▸ ページ本文
'''

入間カイのアントロポゾフィー研究所

シュタイナーの基本的な考え方を伝えたいという思いから、日々の翻訳・研究作業の中で感じたことを書いていきます。

引っ越しました。

2008-10-31 12:02:19 | ごあいさつ
これまで「シュタイナー探訪」から「アントロポゾフィー研究所」まで、
お読みいただいた皆様に、改めてお礼を申し上げます。

今日から、新しいブログに引っ越すことにしましたので、お知らせいたします。
もし引き続きお読みいただければ、とてもうれしいです。

風韻坊ブログ
                                 

アントロポゾフィー指導原理 (51)

2008-10-30 19:15:47 | 霊学って?
51.
そのように歴史を考察することに対しては、容易に次のような反論が出されるだろう。そのような考察は、歴史から「根源性」や「素朴さ」を奪ってしまうというのである。しかし、それは不当な批判である。上記の考察方法は、「歴史的なもの」を人間本性の最奥まで辿ることによって、歴史に対する見方を深めるのである。それによって、歴史はより豊かに、より具体的になるのであって、貧しくなったり、抽象的になったりするのではない。ただし、歴史を記述するときは、生きた「人間の心」に対する感性と感覚を発達させなければならない。なぜなら、歴史を考察することによって、私たちは人々の心の深みへとまなざしを向けることになるからである。(訳・入間カイ)

51. Man wird leicht gegen eine solche Betrachtung einwenden, daß sie der Geschichte das Elementarische und Naive nimmt; aber man tut damit unrecht. Sie vertieft vielmehr die Anschauung des Geschichtlichen, das sie bis in das Innerste der Menschenwesenheit heinein verfolgt. Geschichte wird dadurch reicher und konkreter, nicht ärmer und abstrakter. Man muß nur in der Darstellung Herz und Sinn für die lebende Menschenseele entwickeln, in die man dadurch tief hineinschaut. (Rudolf Steiner)

'''

▸ 課題の指示
A) ページ本文によると、引っ越し先の新しいブログの名前は何ですか？
B) エントリーの中で、文字列「rock」を含む行は何行ありますか？大文字と小文字は区別し、数だけを答えてください。
ページ本文とエントリーは、互いに関係のない別々の資料です。

▸ 処理対象エントリー
'''

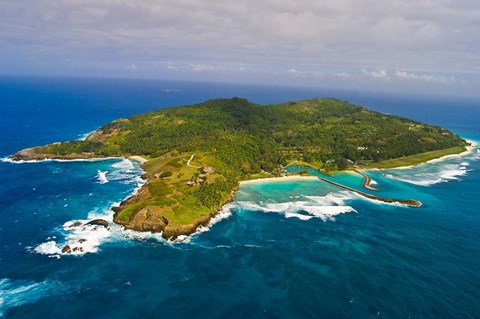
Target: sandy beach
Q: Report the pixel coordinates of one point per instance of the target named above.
(289, 178)
(473, 145)
(138, 158)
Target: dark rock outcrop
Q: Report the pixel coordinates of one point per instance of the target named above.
(98, 222)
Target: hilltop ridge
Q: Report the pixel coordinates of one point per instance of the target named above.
(228, 140)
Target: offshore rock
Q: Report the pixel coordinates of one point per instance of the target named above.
(98, 222)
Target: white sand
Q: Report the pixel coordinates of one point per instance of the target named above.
(138, 158)
(289, 178)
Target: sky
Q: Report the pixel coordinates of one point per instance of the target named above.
(430, 46)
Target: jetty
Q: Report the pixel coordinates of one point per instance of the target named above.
(366, 180)
(409, 202)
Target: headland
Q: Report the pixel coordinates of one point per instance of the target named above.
(195, 156)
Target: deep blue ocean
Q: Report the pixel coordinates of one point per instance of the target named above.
(284, 249)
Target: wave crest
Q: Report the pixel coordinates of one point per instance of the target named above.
(323, 207)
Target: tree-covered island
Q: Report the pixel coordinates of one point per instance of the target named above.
(197, 154)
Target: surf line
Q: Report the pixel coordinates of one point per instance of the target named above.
(366, 180)
(409, 202)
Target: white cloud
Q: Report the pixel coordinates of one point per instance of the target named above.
(337, 37)
(376, 74)
(424, 77)
(344, 75)
(131, 67)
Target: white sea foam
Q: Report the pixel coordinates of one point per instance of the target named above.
(9, 160)
(80, 238)
(14, 293)
(323, 207)
(299, 216)
(436, 174)
(102, 177)
(83, 137)
(125, 164)
(83, 238)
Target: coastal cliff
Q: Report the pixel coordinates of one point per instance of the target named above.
(196, 155)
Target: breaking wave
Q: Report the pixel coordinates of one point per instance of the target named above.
(14, 293)
(428, 175)
(102, 177)
(82, 238)
(323, 207)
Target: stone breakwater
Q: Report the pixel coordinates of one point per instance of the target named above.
(409, 202)
(366, 180)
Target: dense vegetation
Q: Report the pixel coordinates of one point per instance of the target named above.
(240, 139)
(254, 137)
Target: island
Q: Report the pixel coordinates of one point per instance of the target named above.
(195, 156)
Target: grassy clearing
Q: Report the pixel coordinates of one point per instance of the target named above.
(169, 192)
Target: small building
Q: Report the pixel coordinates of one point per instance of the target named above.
(208, 170)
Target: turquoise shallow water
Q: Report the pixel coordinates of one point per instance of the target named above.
(301, 249)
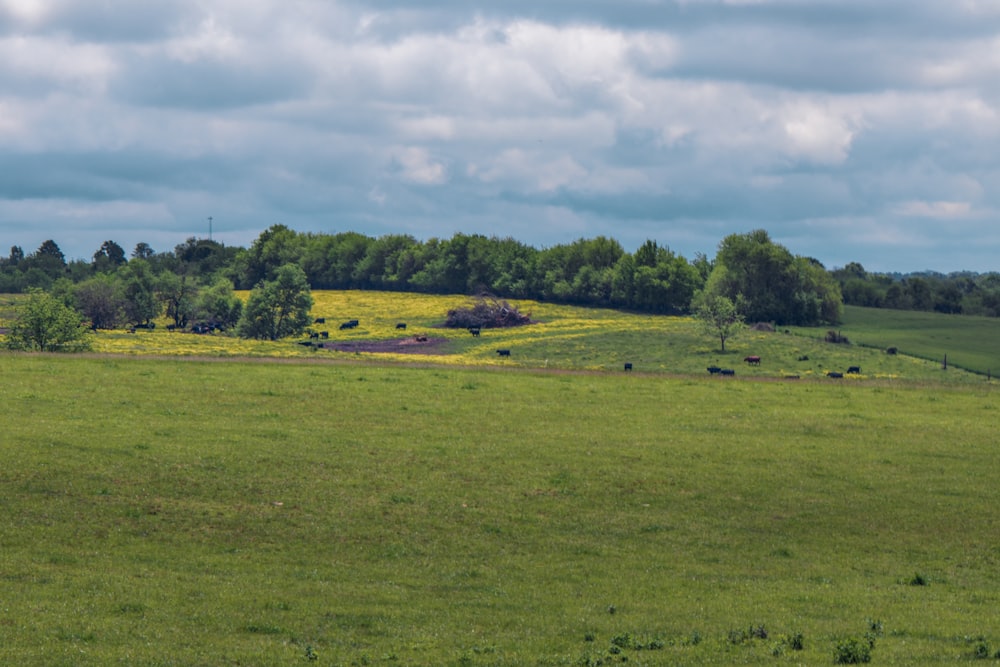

'''

▸ 課題の解答
A) 風韻坊ブログ

B) 2